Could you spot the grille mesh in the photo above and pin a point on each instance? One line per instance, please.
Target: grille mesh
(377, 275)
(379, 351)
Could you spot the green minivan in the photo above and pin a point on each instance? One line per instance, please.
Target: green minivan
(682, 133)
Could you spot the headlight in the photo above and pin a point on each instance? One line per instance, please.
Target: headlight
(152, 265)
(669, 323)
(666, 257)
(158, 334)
-------------------------
The exercise: Put each line of the listing above into a numbered list, leaving out any blank lines.

Response:
1. Could you spot the grille mesh in the photo above and pin a point on each instance? One line per instance, please.
2. Target: grille mesh
3. (377, 275)
4. (379, 351)
5. Could you spot the green minivan in the photo above and pin a point on each instance? One line per instance, please.
6. Target: green minivan
7. (682, 133)
8. Could you spot the headlight in the photo above and pin a point on each instance? One line per instance, please.
9. Target: headlight
10. (152, 265)
11. (669, 323)
12. (666, 257)
13. (158, 334)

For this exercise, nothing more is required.